EXTRAIT DU DOCUMENT:

On devait voter en 2014, Sarkozy avait repoussé en 2015… Rachida Dati avait supprime 30 % des tribunaux prud’hommes. La gauche va donner le coup de grâce. Il paraît que ça coûte trop cher et qu’il n’y a pas assez de votants. Trop facile d’accuser son chien d’avoir la rage… Il suffisait d’y ré introduire des moyens, une plus grande volonté d‘information et de débats pour redynamiser aussitôt l’élection. Y a t il « trop » de droits et de vie syndicale dans ce pays ?
Le scrutin coûtait 91 millions d’euros, 4,77 euros par électeur inscrit. Une goutte d’eau. Ce n’est rien comparé à tant d’autres élections professionnelles moins importantes. C’est quatre fois moins cher que ce que l’état s’apprêtait à donner (440 millions) à « ecomouv’ » l’organisme privé qui devait récolter « l’écotaxe ».
Il y aurait trop d’abstentions : certes elle est passée de 37 % en 1979 à 74,5 % en 2008. Oui, mais on est passé à 5 millions de chômeurs, les grands médias boycottent tous débats sur ce sujet, les listes sont erronées et incomplètes, le patronat a largement saboté, la chasse au sorcières antisyndicale s’est démultipliée. Tiens : les salariés des petites entreprises (97 % ont moins de 50 soit 8 millions de salariés) ont le « droit » de quitter leur travail pour aller voter sans perdre de salaire…mais les patrons écrasent ce droit ! Décidons que, une fois tous les 5 ans, le jour du vote sera férié et le taux de participation augmentera ! Améliorez l’information et les salariés immigrés – qui ont le droit de voter dans ce scrutin national pour élire les juges de la République – y participeront fièrement…
Aux prudhommes, 4,5 millions de salariés, c’est énorme, venaient voter pour leurs syndicats et donnaient une majorité (comme les élections des TPE) pour la CGT et FO, avec 33,56 % des voix pour la CGT et 15,68 % pour FO, la CFDT obtenant 21,67 %.

SELON LES INFORMATIONS:
**A.** Dans l'extrait sur les élections prud'homales, combien coûtait le scrutin par électeur inscrit ?
**B.** Recopiez à l'identique le passage de l'extrait sur les élections prud'homales qui s'ouvre sur les mots contenant « On devait voter » et se ferme sur « dans ce pays ? ».
Les enregistrements ne sont pas nécessaires ici.

Entrées du jeu de données
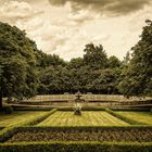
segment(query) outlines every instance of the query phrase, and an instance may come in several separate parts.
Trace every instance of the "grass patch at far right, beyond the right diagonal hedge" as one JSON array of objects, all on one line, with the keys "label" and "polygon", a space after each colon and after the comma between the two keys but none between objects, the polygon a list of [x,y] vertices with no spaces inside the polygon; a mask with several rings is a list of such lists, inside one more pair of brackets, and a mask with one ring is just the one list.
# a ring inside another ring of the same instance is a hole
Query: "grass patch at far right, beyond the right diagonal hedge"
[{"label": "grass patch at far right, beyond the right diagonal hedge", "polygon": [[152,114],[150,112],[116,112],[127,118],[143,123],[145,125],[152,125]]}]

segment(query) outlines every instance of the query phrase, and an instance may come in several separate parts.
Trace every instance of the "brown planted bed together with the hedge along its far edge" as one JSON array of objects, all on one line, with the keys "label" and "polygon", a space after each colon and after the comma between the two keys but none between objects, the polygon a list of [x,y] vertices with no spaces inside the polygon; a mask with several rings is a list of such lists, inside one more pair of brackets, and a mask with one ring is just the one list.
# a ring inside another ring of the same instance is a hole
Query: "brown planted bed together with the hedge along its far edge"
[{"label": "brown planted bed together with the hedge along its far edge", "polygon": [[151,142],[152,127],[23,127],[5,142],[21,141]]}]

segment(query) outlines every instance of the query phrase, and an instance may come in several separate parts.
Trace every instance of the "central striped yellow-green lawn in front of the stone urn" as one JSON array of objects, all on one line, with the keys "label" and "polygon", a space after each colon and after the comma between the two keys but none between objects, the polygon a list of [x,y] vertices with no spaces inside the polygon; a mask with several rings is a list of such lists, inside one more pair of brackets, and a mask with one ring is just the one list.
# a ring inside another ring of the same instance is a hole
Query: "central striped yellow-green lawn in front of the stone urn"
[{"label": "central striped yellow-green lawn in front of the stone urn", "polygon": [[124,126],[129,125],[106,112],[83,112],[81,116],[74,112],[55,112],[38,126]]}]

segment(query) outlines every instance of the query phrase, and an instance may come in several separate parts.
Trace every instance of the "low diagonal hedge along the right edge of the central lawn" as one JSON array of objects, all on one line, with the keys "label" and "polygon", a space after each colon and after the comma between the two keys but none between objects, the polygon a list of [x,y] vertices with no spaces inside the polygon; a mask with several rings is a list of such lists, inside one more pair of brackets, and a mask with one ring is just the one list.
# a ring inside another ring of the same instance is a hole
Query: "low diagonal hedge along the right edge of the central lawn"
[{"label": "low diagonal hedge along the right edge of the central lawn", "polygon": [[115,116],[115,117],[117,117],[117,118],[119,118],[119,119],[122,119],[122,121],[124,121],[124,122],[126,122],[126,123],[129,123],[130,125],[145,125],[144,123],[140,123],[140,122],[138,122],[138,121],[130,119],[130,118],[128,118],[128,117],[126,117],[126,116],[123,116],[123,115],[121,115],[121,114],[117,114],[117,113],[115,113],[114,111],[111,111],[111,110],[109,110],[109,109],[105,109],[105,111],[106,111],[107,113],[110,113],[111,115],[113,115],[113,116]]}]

* * *

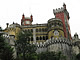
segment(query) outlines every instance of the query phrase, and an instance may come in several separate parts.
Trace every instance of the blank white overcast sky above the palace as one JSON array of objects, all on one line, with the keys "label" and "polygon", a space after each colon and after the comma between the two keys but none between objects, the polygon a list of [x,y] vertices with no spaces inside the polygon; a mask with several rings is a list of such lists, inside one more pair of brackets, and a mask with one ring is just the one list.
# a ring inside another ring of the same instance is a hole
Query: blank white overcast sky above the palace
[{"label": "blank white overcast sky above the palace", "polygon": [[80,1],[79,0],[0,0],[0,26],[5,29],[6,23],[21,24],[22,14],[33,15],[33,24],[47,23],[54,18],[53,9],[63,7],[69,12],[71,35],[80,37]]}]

RÉPONSES:
**A.** 4,77 euros par électeur inscrit.

**B.**
On devait voter en 2014, Sarkozy avait repoussé en 2015… Rachida Dati avait supprime 30 % des tribunaux prud’hommes. La gauche va donner le coup de grâce. Il paraît que ça coûte trop cher et qu’il n’y a pas assez de votants. Trop facile d’accuser son chien d’avoir la rage… Il suffisait d’y ré introduire des moyens, une plus grande volonté d‘information et de débats pour redynamiser aussitôt l’élection. Y a t il « trop » de droits et de vie syndicale dans ce pays ?